[rescue] Backups

Charles Shannon Hendrix shannon at widomaker.com
Sat Jun 18 17:25:33 CDT 2005


Wed, 15 Jun 2005 @ 10:11 -0500, Mike Hebel said:

> Someone generated the quantum flux that came across as... Jeffrey Nonken
> > Speaking of backups. Do any of you know if backups to DVD+R/RW are
> > feasable, and reliable? I've made one failed attempt, but it was on a
> > cheap DVD writer using some fairly old software.
> 
> 
> I've tried it once and I've had friends try it at other times.  Neither
> one of us could get it to work more than once or twice.  The biggest issue
> was obviously buffer underruns.  Tried it with Nero and Roxio both.  I
> don't think the technology is there yet.

It's there, it's just that a lot of companies are cutting corners
because the market doesn't (yet) care much about quality versus speed
and price.  Very few consumers think much about media being read again
in five years, or even next year for that matter.  Most don't even do
backups.

As far as drives go:

There are only about three or four DVD writers that write with
consistent quality.  I can't remember the URL right now, but there are a
group of guys that are just nuts enough to put drives through the full
Plextor write/read test suite, reporting the results.

Many CD and DVD burners do very poorly.  Basically the tests write data
patterns, and then measure the signal strength upon reading.

Given that some drives perform very good, it's obvious that the market
does not yet take quality seriously.  The CD/DVD media is often pretty
bad too, so a little reading about media issues helps a bunch.  The
better drives can handle "bad" media, the lesser drives either can't or
write data that cannot be read back reliably.

And yes, manufacturers play firmware games to try and win benchmarks.

* GIVEN RECORDS *
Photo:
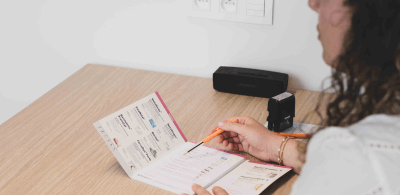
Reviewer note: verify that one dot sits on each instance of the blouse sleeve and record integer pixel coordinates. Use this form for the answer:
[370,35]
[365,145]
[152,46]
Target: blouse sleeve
[337,163]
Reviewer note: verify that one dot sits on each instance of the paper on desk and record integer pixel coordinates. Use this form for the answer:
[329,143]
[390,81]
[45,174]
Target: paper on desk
[177,172]
[141,133]
[250,178]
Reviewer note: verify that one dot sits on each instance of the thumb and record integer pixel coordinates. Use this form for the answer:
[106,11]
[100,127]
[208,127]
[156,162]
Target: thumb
[232,126]
[219,191]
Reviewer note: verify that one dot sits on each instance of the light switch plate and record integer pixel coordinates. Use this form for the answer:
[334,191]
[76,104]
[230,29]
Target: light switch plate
[241,14]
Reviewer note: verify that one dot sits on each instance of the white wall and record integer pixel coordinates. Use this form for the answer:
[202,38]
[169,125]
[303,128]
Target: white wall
[43,42]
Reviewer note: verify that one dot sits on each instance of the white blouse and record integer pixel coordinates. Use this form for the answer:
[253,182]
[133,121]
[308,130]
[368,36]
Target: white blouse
[363,158]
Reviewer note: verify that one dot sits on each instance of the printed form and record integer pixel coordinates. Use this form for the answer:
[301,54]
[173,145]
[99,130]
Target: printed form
[149,145]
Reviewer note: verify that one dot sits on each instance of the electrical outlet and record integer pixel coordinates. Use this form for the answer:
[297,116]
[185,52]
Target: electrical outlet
[202,5]
[228,6]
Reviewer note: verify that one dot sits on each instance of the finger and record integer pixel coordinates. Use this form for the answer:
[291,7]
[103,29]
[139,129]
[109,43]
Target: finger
[213,130]
[230,146]
[225,143]
[199,190]
[241,147]
[236,140]
[235,147]
[226,134]
[230,140]
[219,139]
[219,191]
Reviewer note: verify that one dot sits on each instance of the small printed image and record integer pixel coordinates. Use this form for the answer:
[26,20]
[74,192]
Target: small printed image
[153,152]
[116,142]
[133,167]
[152,123]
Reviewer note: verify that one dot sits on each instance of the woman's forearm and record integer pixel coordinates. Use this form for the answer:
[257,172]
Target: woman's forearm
[292,156]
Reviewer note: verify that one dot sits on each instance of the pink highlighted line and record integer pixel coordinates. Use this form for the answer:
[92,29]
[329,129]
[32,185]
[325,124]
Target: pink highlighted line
[221,150]
[170,115]
[261,163]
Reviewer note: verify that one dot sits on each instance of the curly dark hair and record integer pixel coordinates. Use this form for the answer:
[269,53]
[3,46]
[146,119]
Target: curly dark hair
[366,80]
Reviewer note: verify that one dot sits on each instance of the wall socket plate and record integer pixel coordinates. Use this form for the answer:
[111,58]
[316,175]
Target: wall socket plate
[247,11]
[202,5]
[228,6]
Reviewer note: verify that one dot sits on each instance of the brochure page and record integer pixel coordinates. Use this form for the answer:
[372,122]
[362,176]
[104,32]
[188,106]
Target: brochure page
[141,133]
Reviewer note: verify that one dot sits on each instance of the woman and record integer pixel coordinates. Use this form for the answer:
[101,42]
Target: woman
[360,152]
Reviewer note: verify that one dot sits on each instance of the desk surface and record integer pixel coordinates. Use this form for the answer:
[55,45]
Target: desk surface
[51,147]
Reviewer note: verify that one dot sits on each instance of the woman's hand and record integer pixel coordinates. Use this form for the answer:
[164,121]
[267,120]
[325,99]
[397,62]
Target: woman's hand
[201,191]
[249,136]
[252,137]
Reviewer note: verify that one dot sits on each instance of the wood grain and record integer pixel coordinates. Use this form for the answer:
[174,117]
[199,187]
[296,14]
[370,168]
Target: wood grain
[51,147]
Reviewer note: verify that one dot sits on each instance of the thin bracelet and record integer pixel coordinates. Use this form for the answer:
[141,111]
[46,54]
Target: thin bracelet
[283,147]
[280,150]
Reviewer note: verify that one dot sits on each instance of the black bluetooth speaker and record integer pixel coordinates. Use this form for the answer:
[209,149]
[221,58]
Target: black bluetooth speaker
[251,82]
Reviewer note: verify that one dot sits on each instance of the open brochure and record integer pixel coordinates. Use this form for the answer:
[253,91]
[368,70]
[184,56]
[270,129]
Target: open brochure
[149,145]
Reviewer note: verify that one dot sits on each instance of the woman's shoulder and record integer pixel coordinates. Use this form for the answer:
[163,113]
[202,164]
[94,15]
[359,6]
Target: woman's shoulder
[362,158]
[379,130]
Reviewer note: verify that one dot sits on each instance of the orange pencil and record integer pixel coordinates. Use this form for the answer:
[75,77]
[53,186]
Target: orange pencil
[293,135]
[210,137]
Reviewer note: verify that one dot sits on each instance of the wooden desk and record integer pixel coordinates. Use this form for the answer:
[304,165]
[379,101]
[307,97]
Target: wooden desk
[51,147]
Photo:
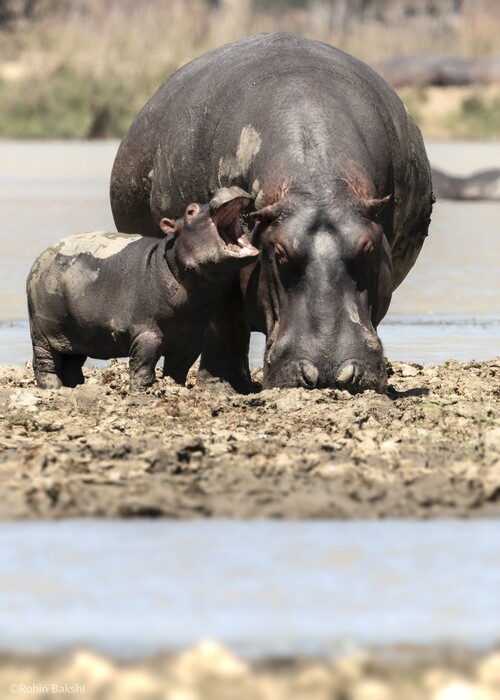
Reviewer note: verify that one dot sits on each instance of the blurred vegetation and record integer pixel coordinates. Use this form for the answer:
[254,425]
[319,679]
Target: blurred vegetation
[83,68]
[478,115]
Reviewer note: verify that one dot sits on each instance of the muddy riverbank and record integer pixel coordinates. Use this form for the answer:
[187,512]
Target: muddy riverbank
[429,448]
[211,672]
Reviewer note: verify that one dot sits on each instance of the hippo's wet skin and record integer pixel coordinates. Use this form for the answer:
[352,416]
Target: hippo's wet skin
[342,192]
[108,295]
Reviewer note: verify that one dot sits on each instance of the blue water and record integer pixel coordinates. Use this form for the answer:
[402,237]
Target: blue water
[426,339]
[133,588]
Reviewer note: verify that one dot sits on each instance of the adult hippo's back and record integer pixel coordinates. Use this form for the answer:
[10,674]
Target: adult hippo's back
[342,190]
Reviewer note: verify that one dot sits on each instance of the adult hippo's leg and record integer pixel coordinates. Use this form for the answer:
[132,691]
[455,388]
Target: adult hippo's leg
[71,370]
[226,345]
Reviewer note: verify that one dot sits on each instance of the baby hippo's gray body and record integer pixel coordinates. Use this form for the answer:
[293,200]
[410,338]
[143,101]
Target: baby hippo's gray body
[105,295]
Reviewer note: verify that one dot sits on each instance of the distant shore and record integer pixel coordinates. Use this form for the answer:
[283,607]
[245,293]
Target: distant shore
[210,671]
[429,448]
[82,70]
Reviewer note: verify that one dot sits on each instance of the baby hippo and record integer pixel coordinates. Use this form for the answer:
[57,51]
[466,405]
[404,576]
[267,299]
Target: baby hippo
[107,295]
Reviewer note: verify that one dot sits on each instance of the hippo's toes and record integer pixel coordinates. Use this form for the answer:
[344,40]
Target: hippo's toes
[46,380]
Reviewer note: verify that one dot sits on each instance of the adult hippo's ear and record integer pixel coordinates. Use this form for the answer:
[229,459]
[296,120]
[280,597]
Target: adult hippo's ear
[269,213]
[169,226]
[373,207]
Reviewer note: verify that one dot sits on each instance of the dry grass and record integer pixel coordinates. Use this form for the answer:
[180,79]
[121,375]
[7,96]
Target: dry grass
[89,60]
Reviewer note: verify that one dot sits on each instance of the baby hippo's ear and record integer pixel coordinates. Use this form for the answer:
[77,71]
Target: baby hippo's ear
[169,226]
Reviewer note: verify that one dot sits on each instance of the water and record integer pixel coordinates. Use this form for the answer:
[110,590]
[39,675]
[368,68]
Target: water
[448,307]
[133,588]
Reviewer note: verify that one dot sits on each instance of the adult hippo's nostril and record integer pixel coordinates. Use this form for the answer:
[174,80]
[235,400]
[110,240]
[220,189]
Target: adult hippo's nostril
[348,375]
[352,376]
[308,374]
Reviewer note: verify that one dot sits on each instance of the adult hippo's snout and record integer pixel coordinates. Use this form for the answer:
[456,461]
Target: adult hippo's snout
[354,377]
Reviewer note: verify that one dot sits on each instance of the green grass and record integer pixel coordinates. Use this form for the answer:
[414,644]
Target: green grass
[478,117]
[70,104]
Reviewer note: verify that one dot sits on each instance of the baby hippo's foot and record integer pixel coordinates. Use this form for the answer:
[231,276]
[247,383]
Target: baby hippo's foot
[48,380]
[234,384]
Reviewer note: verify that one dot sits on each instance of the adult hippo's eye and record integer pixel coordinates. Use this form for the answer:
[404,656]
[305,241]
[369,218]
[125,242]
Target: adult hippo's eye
[280,254]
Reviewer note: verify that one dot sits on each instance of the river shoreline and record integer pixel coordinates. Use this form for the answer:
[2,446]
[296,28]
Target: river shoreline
[429,448]
[210,671]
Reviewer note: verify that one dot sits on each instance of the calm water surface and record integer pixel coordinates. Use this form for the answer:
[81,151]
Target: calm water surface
[448,307]
[132,588]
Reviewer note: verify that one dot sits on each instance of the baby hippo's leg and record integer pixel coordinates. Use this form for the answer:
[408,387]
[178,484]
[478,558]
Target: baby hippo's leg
[145,352]
[47,364]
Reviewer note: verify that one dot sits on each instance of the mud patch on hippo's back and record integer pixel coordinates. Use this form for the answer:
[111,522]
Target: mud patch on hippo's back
[99,244]
[238,166]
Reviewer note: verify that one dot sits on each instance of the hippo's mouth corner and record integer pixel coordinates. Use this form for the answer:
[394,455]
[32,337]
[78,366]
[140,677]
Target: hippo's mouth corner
[227,220]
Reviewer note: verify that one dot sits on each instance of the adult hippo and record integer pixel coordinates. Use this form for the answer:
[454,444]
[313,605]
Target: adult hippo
[342,191]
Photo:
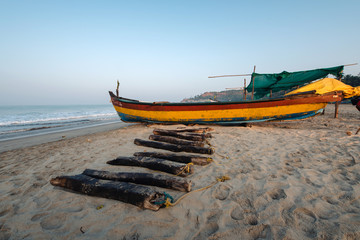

* COMPLETE THE FOLLOWING *
(1) In the mailing-list post about DVD backups, what do the Plextor tests do to measure a drive's write quality?
(2) Carry on the mailing-list post about DVD backups, starting after its final sentence.

* THE RESULTS *
(1) They write data patterns and then measure the signal strength when the data is read back.

(2)
In any case, based upon signal analysis from Plextor's software, I
picked out an NEC 3520A.  It's a solid performer all around.  There were
only about 4 different drives that had consistently high signal quality.

Of course, my basic opinion on CD/DVD/whatever "burning" is that it is a
hokey hacked up mess.  I think the whole burn process is inconvienient
and, for many applications, impractical.

We need media that works more like disk and tape.

The most obvious problem being the fact you must have an image the size
of the media.  If you don't, then you cannot use a burner for backup at
all.

The other problem is how terrible most software is at multi-volume
CD/DVD backups, in the rare cases where it is supported.

> Just my $.02 worth - your data should hold the same importance or more
> than corporate data to you.  

Absolutely.

I bristle any time someone refers to corporate data as highly important
while dismissing my own.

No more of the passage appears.